## Text shown
Excitement launched with pumpkin toss

Excitement launched with pumpkin toss
Johnny McKay

Attendees had a smashing good time at the UA’s first Tucson Pumpkin Toss.

Eight teams of middle and high school students participated in the pumpkin launching competition yesterday on the UA Mall. Each team designed and built its own trebuchet to compete in the event, which was hosted by the UA and the Physics Factory, a nonprofit organization that brings physics demonstrations to schools throughout Arizona.

Event organizers aimed to get students excited about physics and engineering, said Bruce Bayly, associate professor of mathematics and member of the Physics Factory. He said he hopes next year’s pumpkin toss will be even larger and incorporate UA student teams as well.

Hari Subedi, a junior studying aerospace engineering and mathematics, said he didn’t have time to put a team together, but went to the pumpkin toss anyway. Not only did the event make the holiday season more exciting, but it made more people interested in engineering and design, he said.

“(Engineering) makes our world a greater place, it makes it easier,” he said.

The organization started reaching out to Tucson students in March, asking them to design and construct a catapult capable of hurling a 4-pound pumpkin into the air, Bayly said. Although there were not height and weight restrictions, the devices could not be more than 8 feet in width and 12 feet in length.

The first component of the contest was a distance challenge in which the teams competed to throw the pumpkins a maximum distance of 100 meters.

The second challenge was an accuracy competition, in which the teams catapulted pumpkins at a 7-foot wide, 5-foot high wall of cardboard boxes and received points for each toppled box.

Participants arrived on the Mall at 9 a.m. to check in and prepare their catapults for competition. There were practice throws and a trebuchet showcase before the official pumpkin tossing at 1 p.m.

## What you need to do
(1) Translate into Spanish this sentence from the pumpkin toss article above: "The first component of the contest was a distance challenge in which the teams competed to throw the pumpkins a maximum distance of 100 meters."
(2) Condense the paragraph of the pumpkin toss article that begins "Eight teams of middle and high school students" into a short bulleted list of its main facts.
(3) Name every person mentioned by name in the pumpkin toss article.

## Data supplied
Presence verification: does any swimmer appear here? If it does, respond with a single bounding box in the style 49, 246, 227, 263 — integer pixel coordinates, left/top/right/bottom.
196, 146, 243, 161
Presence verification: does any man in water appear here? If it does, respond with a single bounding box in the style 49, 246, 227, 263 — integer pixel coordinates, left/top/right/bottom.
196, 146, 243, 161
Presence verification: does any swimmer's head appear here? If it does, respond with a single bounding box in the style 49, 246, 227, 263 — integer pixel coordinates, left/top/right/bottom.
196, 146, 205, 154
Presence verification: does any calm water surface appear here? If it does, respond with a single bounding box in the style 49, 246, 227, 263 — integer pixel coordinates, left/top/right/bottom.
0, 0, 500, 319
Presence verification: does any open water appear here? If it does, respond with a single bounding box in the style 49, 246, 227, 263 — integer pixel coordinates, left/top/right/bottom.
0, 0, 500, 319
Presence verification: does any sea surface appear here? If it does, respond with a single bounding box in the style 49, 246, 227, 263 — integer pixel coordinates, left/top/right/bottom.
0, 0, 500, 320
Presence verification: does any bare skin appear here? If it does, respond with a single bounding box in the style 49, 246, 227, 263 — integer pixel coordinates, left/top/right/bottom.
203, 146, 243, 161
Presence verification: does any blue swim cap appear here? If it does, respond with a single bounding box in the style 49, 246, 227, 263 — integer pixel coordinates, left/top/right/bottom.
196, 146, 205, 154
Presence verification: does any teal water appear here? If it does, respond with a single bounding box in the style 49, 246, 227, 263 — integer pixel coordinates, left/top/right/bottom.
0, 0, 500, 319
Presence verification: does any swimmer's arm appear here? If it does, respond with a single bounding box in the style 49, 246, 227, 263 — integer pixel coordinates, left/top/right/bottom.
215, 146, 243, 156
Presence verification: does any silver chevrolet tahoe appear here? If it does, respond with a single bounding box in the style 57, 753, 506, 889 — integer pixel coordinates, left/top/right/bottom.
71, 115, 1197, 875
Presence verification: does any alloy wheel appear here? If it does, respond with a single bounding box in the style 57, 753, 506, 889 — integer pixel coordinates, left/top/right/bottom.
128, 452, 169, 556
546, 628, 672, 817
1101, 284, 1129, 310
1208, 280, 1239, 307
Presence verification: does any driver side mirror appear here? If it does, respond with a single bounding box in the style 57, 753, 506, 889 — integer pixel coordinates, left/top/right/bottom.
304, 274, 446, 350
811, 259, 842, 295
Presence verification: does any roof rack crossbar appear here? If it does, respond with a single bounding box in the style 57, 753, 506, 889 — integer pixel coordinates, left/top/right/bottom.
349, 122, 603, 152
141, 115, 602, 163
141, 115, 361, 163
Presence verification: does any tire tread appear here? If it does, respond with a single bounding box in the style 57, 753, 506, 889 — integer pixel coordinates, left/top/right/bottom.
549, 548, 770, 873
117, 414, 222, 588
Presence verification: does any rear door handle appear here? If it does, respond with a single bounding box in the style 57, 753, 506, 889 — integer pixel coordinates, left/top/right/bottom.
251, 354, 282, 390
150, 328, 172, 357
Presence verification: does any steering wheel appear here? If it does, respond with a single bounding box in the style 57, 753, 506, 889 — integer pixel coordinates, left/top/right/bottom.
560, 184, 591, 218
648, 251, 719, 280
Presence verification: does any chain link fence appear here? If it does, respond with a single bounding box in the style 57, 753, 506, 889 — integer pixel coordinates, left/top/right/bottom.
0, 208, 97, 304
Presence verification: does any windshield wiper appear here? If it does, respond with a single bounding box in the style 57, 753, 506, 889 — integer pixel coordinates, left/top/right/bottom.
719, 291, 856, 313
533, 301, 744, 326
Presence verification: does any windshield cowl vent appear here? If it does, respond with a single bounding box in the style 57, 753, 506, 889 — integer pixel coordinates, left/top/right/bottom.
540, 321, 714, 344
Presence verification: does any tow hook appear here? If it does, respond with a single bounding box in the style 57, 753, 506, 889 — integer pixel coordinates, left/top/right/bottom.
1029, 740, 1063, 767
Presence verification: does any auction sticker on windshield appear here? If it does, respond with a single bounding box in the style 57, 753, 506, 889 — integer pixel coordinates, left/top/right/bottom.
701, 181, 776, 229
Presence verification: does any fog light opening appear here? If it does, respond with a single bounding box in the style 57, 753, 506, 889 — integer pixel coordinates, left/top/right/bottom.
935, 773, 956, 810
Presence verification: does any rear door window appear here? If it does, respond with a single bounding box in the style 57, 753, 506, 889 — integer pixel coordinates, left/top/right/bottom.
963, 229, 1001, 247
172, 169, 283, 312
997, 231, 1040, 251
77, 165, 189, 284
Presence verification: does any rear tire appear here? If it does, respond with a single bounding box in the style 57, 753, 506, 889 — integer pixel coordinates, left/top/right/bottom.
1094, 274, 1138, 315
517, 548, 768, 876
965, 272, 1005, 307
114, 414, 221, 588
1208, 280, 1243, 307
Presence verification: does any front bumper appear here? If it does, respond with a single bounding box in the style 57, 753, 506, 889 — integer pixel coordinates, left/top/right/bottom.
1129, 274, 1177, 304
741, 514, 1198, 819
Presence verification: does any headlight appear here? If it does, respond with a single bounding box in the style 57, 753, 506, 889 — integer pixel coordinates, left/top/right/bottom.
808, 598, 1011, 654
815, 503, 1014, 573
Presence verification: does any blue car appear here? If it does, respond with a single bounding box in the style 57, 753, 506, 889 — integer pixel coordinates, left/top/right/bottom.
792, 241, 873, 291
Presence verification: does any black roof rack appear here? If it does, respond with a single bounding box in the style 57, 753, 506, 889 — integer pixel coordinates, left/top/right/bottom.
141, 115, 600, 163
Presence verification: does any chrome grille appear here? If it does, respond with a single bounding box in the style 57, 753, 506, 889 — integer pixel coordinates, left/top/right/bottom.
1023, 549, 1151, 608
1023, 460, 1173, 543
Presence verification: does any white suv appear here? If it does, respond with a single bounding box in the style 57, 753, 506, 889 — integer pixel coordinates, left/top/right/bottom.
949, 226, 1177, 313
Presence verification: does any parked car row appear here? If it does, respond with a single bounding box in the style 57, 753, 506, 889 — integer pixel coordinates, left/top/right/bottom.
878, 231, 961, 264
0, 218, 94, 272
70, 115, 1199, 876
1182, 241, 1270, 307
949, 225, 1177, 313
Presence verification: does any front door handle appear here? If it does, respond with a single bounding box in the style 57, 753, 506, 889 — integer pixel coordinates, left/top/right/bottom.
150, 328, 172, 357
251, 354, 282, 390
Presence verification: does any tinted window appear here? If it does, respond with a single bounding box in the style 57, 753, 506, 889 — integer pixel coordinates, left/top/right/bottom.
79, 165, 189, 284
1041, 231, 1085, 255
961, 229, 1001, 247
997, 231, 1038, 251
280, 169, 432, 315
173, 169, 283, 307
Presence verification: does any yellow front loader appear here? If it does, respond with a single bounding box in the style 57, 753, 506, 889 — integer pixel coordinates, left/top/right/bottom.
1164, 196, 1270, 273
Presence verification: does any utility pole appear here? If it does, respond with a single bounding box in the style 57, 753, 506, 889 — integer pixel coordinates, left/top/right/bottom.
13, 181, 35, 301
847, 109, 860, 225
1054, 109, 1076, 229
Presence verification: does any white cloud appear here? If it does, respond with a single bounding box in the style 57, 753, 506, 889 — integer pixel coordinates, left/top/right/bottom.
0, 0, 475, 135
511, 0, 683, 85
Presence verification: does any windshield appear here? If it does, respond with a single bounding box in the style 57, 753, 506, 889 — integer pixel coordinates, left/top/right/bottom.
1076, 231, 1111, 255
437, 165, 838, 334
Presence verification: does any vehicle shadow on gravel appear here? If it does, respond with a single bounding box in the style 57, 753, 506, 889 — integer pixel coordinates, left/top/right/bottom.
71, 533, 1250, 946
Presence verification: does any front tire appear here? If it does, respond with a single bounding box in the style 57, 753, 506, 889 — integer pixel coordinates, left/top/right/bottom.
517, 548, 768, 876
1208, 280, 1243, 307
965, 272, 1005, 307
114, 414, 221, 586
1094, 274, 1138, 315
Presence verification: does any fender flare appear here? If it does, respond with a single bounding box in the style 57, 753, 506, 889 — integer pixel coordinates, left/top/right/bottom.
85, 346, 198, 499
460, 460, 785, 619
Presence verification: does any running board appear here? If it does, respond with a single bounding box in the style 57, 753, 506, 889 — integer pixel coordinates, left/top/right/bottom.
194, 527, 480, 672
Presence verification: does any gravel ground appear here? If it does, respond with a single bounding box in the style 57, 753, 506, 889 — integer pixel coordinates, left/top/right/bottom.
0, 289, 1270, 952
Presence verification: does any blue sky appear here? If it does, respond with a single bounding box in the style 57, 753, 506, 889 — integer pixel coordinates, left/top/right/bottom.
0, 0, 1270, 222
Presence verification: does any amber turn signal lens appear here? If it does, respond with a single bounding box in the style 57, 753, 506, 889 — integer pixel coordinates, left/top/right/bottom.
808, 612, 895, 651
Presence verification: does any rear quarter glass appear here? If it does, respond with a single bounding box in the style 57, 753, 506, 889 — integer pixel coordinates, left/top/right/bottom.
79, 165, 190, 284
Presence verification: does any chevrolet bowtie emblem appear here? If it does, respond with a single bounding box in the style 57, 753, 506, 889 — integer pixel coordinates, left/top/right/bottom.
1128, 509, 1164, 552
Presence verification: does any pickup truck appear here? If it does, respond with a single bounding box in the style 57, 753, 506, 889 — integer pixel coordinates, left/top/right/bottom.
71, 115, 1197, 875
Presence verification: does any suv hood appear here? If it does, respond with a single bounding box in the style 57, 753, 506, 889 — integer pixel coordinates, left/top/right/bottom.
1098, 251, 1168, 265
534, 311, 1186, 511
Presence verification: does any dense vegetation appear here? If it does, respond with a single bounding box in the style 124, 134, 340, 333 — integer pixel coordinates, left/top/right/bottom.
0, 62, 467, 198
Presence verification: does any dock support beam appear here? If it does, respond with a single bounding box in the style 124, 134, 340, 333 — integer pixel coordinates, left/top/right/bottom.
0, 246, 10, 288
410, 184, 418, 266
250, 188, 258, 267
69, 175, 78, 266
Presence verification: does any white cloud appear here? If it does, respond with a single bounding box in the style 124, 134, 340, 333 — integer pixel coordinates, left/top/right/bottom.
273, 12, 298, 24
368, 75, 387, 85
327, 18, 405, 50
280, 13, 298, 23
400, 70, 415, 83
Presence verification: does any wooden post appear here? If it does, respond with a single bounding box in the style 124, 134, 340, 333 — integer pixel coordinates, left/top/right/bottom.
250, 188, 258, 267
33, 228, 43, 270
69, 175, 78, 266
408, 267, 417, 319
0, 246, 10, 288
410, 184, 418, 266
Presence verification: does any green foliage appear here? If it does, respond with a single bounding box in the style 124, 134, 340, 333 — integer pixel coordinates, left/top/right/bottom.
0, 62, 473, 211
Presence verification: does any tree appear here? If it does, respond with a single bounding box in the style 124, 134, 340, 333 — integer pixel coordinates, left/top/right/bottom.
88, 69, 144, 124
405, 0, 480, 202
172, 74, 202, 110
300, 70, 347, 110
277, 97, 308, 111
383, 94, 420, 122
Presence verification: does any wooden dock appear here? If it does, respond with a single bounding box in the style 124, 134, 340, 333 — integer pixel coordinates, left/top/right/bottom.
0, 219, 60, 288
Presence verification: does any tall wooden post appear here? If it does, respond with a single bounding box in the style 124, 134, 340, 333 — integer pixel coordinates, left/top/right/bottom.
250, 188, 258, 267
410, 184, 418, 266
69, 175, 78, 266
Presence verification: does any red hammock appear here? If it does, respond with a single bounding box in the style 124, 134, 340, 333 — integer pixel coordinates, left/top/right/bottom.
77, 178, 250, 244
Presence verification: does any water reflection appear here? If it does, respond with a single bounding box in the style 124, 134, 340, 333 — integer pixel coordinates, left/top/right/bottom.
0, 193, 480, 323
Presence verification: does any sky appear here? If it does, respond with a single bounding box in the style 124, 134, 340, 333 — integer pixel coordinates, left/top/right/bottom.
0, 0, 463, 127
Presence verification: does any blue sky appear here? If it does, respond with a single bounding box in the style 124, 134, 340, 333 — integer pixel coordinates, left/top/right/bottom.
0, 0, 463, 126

## Responses to the tasks
(1) El primer componente del concurso fue un desafío de distancia en el que los equipos compitieron para lanzar las calabazas a una distancia máxima de 100 metros.

(2)
- Eight teams of middle and high school students competed in a pumpkin launching competition on the UA Mall.
- Each team designed and built its own trebuchet.
- The UA and the Physics Factory hosted the event.
- The Physics Factory is a nonprofit that brings physics demonstrations to schools throughout Arizona.

(3)
- Johnny McKay
- Bruce Bayly
- Hari Subedi